Dataset entries:
········

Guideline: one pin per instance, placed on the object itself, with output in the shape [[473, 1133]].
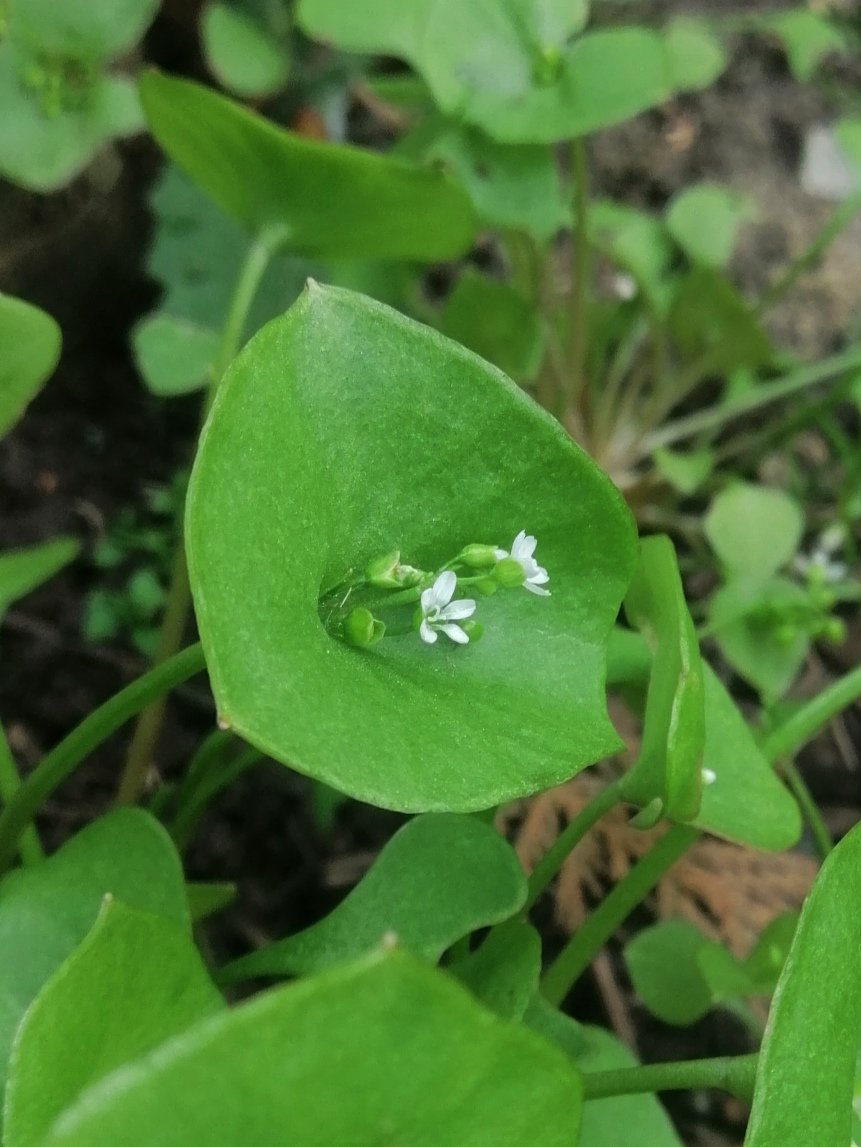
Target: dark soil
[[93, 442]]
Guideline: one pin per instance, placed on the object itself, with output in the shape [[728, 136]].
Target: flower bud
[[474, 630], [478, 556], [386, 572], [508, 572], [361, 629]]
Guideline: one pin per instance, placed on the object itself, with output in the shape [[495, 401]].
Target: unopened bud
[[361, 629]]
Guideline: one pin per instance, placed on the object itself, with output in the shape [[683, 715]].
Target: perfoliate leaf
[[354, 431]]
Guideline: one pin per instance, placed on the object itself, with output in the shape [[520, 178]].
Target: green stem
[[568, 841], [179, 593], [31, 850], [95, 728], [735, 1074], [815, 715], [597, 929], [580, 277], [809, 811], [715, 416]]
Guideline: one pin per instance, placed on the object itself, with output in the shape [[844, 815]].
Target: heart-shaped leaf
[[47, 910], [29, 351], [439, 878], [384, 1051], [133, 983], [323, 199], [806, 1070], [352, 431]]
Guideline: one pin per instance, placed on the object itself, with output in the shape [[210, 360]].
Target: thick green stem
[[31, 850], [591, 937], [809, 811], [735, 1074], [804, 725], [95, 728], [579, 280], [179, 594], [568, 841]]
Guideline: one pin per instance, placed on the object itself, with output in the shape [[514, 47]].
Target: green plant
[[358, 507]]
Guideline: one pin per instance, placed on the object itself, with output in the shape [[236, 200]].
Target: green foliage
[[30, 342], [806, 1074], [135, 981], [667, 771], [453, 1075], [46, 911], [23, 570], [341, 387], [320, 199], [59, 106], [438, 879], [243, 55]]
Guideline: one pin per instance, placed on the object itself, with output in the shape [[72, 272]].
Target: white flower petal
[[458, 610], [455, 633]]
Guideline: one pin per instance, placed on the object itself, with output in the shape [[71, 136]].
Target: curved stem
[[735, 1074], [568, 841], [813, 716], [63, 759], [597, 929], [179, 593], [31, 850]]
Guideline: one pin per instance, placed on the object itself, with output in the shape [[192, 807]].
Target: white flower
[[440, 613], [535, 576]]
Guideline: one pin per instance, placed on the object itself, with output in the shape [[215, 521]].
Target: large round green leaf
[[344, 431], [388, 1051], [328, 199]]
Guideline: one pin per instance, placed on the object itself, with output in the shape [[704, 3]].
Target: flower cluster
[[350, 609]]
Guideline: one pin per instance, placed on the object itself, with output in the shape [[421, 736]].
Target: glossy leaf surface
[[133, 983], [806, 1071], [29, 351], [323, 197], [46, 911], [330, 1060], [351, 431], [438, 879]]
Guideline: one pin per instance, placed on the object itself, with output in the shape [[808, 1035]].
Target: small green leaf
[[668, 765], [133, 983], [745, 802], [46, 911], [686, 471], [30, 342], [704, 220], [91, 31], [662, 962], [490, 318], [806, 1071], [326, 197], [503, 972], [807, 38], [438, 879], [173, 356], [753, 530], [384, 1051], [595, 1050], [23, 570], [241, 53], [449, 452]]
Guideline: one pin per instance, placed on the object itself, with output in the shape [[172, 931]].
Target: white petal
[[444, 587], [459, 609], [455, 633]]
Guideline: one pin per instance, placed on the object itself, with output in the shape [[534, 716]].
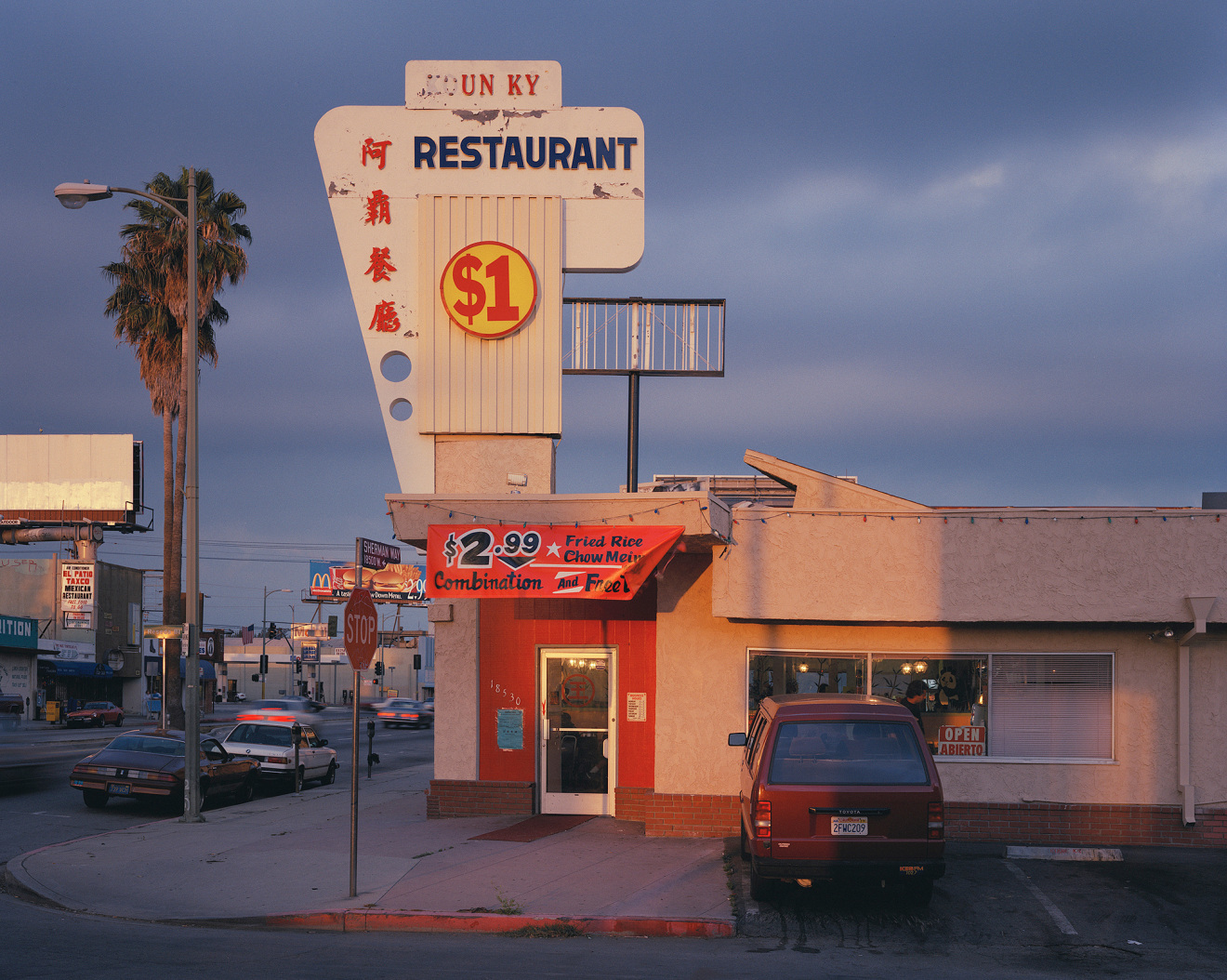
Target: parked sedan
[[152, 765], [97, 714], [399, 711], [272, 746]]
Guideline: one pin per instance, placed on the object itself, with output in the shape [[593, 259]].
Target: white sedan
[[272, 746]]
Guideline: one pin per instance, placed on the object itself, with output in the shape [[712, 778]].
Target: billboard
[[70, 477], [390, 584]]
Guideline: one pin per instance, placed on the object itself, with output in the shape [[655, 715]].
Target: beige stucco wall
[[480, 464], [1207, 708], [1076, 569], [455, 692], [701, 689]]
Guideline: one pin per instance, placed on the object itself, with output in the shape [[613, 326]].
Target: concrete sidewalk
[[284, 861]]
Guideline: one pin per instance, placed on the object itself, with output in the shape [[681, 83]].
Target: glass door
[[575, 731]]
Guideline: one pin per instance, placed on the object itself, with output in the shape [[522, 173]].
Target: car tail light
[[936, 820], [762, 819]]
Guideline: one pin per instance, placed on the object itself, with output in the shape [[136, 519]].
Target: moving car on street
[[152, 765], [839, 786], [398, 711], [276, 709], [271, 745], [97, 714]]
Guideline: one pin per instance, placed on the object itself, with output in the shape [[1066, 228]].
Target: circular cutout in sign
[[489, 289], [577, 690]]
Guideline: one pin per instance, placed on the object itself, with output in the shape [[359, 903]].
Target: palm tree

········

■ **EXERCISE**:
Switch "Target" to "Object" throughout the records above and reproduce them with nothing else changed. Omit the pictures from your answer.

■ **THE RESULT**:
Guideline: one pin per instance, placed on the object itself, with output in the shape [[473, 1133]].
Object: dark soil
[[93, 442]]
Guideline: one pin per instance, placed on the object itself, with output in the shape [[728, 136]].
Object: flower bud
[[474, 630], [478, 556], [386, 572], [508, 572], [361, 629]]
Guideline: one pin per instance, placed on the object itself, with output in the shape [[495, 401]].
Object: unopened bud
[[361, 629]]
Guideline: one pin per instance, placed on the object itself, with output in the shape [[683, 715]].
Object: perfoliate leaf
[[354, 431]]
Guideline: one pin per instance, placed on the object itself, with output in the shape [[520, 178]].
Object: green stem
[[568, 841], [179, 593], [31, 850], [95, 728], [735, 1074], [815, 715], [597, 929], [580, 277], [809, 811], [715, 416]]
Guideline: one pin per instance, placed on the object itself, with output in the shape [[844, 815]].
Object: heart-shaped leaf
[[47, 910], [29, 351], [439, 878], [384, 1051], [133, 983], [323, 199], [806, 1070], [352, 431]]
Guideline: one pin per instance, placed on the object itself, with output in the shape [[210, 360]].
Object: thick green stem
[[31, 850], [591, 937], [809, 811], [735, 1074], [804, 725], [95, 728], [579, 280], [179, 594], [568, 841]]
Guideline: one pin per instance, placed on the object itself, with output in the shape [[514, 47]].
Object: green plant
[[358, 507]]
Guideline: one pin per instance, placed on the object itself, with output in the shape [[236, 200]].
Object: green foliage
[[30, 342], [806, 1074], [135, 981], [667, 771], [453, 1075], [46, 911], [23, 570], [341, 387], [320, 199], [59, 106], [438, 879], [243, 55]]
Guideline: one pin per instance, placed on the object itself, with output in the shape [[72, 272]].
Object: white flower petal
[[458, 610], [455, 633]]
Guideline: one pin per instance, placed on the object itself, with output in the shape [[71, 136]].
Object: curved stem
[[735, 1074], [568, 841], [813, 716], [63, 759], [597, 929], [179, 593], [31, 850]]
Guideline: one pin per instance, placed on the object itself, with output in the shape [[192, 807]].
Object: white flower
[[440, 613], [535, 576]]
Guideline: one pin per instance, placed on the object itself, with output in the shape [[215, 521]].
Object: large round green leaf
[[344, 431], [388, 1051], [328, 199]]
Guideline: one pin per instance, placed on the object itself, with output in the shape [[704, 3]].
Object: flower cluster
[[350, 609]]
Guideline: one pin per instance, placed on the object itself, with output in the shape [[421, 736]].
Object: glossy leaf surface
[[133, 983], [806, 1071], [29, 351], [323, 197], [46, 911], [330, 1060], [351, 431], [438, 879]]
Guideline: one pin per instance, placed on the object itself, with output in the shape [[808, 1035]].
Object: small green leaf
[[668, 765], [133, 983], [745, 802], [46, 911], [686, 471], [30, 342], [704, 220], [91, 31], [662, 962], [490, 318], [806, 1071], [326, 197], [503, 972], [807, 38], [438, 879], [173, 356], [753, 530], [384, 1051], [595, 1050], [23, 570], [241, 53], [449, 452]]
Guideline: one pin per instance, placed on the object itself, with output in the shape [[172, 931]].
Object: white petal
[[444, 587], [459, 609], [455, 633]]
Guideline: one pin per instance, placed on the object itself, with output in the shape [[534, 716]].
Object: parked sedan
[[152, 765], [97, 714], [399, 711], [272, 746]]
Guideline: one pin per instance, placed on the object itself, with output in the shape [[593, 259]].
Object: white sedan
[[272, 746]]
Guideline: one pin per instance, placed on the object itself, with output in the shape [[712, 778]].
Object: billboard
[[70, 477], [390, 584]]
Guideline: one pin per instance, placed on the object itself, with output in the shape [[655, 715]].
Object: beige stucco wall
[[480, 464], [1207, 708], [1076, 569], [455, 692], [701, 689]]
Guideline: one pin per instance, placed on the object itself, with output in the shape [[613, 326]].
Object: concrete sidewalk
[[284, 861]]
Guideline: one pin per instance, placed on the object itself, with output in the shape [[681, 83]].
Object: glass door
[[575, 731]]
Guideline: one pin per instance, placed on the object itself, with output in the shape [[522, 173]].
Object: car tail light
[[936, 820], [762, 819]]
Guideline: one pin per instance, placed on the object itself, with output in the shape [[136, 519]].
Object: moving car on street
[[152, 765], [839, 786], [398, 711], [276, 709], [271, 745], [97, 714]]
Guideline: one pin per instance, placed on the object itself, with output in the shape [[1066, 228]].
Object: circular cutout in sign
[[489, 289], [577, 690]]
Guideline: one pin per instance, placed on the object itself, with output in the shape [[359, 903]].
Object: palm tree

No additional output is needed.